The French philosopher Alain Badiou (2020), after specifying that this epidemic is nothing new or extraordinary, adds: “we know that the world market, combined with the existence of vast under-medicalized zones and the lack of global discipline when it comes to the necessary vaccinations, inevitably produces serious and devastating epidemics.” And he goes on to say that “the planetary diffusion of this point of origin [Wuhan]” is “borne by the capitalist world market and its reliance on rapid and incessant mobility.” He is hinting that epidemics due to the worldwide (capitalist) market are completely different from those that spread in pre-capitalist times! This is of course quite absurd. I wonder what the link is between the existence of medically under-served zones (which exist of course, especially in Africa) and the origin and spread of Covid-19. What is puzzling is that Wuhan is by no means an under-medicalized zone (in fact, the Chinese response to the epidemic was highly effective) and the virus first spread in the wealthiest parts of the world, where the health system is quite efficient. In fact, Marxist philosophers must be evoking all of these problems (the capitalist market, poor areas, etc.) as if reciting a litany, as a conditioned reflex, even if these problems have no clear connection with other kinds of ills we are dealing with.
Badiou, like others, is evidently mixing up modernization and capitalism. By modernization I mean the expansion of technology and the application of scientific discoveries within society, a process that has historically coincided with the development of capitalism but does not necessarily identify with the latter. I wonder whether the anti-capitalism of so many actually conceals simply a rejection of modern technological society, a somewhat regressive aspiration.

■ ■ ■ ■ ■ ■ ■

### BRIEF 1
Reproduce verbatim the portion of the passage on Badiou and the epidemic that begins with the words containing "Badiou, like others, is" and ends with "somewhat regressive aspiration.".
### BRIEF 2
Proceed with the passage on Badiou and the epidemic, picking up directly after its final sentence.

■ ■ ■ ■ ■ ■ ■

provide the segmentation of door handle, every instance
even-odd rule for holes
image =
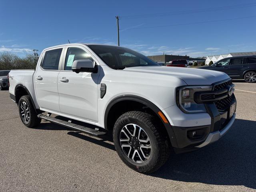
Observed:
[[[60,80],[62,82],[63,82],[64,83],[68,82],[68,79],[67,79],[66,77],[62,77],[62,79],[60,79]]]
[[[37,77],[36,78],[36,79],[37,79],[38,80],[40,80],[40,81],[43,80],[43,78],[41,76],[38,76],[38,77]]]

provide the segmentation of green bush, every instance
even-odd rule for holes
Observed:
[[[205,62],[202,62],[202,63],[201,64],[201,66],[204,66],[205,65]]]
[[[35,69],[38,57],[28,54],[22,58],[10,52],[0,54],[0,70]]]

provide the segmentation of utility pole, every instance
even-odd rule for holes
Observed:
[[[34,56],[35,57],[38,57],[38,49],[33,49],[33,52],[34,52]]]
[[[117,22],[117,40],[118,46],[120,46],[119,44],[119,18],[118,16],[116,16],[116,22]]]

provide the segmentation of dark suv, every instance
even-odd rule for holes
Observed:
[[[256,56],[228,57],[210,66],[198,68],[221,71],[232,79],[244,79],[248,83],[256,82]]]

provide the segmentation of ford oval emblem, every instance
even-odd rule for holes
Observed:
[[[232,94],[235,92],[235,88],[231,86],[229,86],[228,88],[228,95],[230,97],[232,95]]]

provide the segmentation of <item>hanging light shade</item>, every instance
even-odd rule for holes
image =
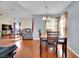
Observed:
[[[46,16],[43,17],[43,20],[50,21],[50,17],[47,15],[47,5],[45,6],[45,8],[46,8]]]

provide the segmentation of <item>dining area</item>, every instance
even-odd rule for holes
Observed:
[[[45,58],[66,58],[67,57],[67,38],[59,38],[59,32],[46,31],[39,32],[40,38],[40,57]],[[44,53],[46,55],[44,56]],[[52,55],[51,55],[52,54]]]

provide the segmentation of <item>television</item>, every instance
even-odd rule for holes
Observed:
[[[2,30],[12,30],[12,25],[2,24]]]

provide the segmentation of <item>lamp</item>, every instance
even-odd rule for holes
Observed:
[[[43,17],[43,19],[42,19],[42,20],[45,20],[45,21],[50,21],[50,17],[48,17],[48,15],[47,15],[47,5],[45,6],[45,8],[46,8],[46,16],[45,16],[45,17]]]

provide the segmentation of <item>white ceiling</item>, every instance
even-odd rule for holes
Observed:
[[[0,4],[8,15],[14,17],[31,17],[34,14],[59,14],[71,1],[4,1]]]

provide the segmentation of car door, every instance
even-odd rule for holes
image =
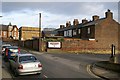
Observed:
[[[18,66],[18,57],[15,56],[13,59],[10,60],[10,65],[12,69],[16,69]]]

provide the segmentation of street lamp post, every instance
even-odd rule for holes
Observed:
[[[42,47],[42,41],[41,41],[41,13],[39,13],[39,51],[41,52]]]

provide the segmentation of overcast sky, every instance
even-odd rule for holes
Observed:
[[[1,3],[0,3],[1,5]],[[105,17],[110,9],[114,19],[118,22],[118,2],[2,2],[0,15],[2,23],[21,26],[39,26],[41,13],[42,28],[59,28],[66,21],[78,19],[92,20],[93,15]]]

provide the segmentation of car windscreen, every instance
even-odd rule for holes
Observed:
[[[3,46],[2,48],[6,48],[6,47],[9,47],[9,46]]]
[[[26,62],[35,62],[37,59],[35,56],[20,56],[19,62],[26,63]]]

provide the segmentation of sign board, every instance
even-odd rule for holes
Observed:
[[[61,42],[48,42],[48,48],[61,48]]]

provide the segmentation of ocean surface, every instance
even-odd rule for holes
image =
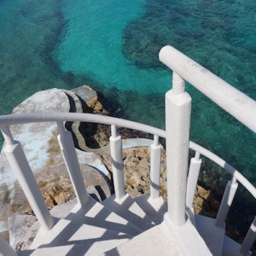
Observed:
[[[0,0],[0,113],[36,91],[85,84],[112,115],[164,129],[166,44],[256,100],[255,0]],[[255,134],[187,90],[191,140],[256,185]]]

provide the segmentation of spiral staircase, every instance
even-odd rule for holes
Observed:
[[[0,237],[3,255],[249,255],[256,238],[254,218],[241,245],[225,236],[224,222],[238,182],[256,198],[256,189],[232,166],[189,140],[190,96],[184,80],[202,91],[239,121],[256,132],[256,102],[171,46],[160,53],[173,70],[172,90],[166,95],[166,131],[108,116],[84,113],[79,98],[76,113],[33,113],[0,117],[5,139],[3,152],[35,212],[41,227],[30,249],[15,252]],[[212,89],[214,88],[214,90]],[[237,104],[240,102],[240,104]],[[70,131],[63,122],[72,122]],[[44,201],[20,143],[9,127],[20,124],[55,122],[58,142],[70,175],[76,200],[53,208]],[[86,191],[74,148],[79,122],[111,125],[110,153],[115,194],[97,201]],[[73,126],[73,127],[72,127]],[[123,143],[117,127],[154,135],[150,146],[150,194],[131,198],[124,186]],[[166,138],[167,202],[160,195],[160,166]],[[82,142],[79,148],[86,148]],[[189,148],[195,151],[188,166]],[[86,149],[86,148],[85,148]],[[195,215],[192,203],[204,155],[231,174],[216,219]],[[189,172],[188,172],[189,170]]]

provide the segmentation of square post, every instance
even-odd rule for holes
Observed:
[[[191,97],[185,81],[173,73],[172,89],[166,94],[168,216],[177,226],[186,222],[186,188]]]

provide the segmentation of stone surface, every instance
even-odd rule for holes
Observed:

■ ■ ■ ■ ■ ■ ■

### ANSWER SPACE 1
Badiou, like others, is evidently mixing up modernization and capitalism. By modernization I mean the expansion of technology and the application of scientific discoveries within society, a process that has historically coincided with the development of capitalism but does not necessarily identify with the latter. I wonder whether the anti-capitalism of so many actually conceals simply a rejection of modern technological society, a somewhat regressive aspiration.

### ANSWER SPACE 2
The limit of every ideology – therefore also of the neo-Marxist or neoanarchist ones I am targeting here – is trying to force anything that happens into a predetermined framework. Of course, theories are indispensable to simplify the chaotic complexity of the world, but they always risk being a bed of Procrustes onto which reality is forced. Some refuse to admit that reality can refute or relativize their theories and will always come up with ways to find their ideas confirmed. Many academic “critical theories” lack any critical spirit. An epidemic, whether it was the plague, or cholera, and so on, used to be interpreted as a divine punishment for human sins. Today, instead, an intellectual elite interprets an epidemic as a punishment that human beings inflict upon themselves. Many think that “nature rebels against humans”. Nature has taken the place of God as the punisher. But for others, Homo sapiens ruin themselves for the sin of having generated capitalistic societies.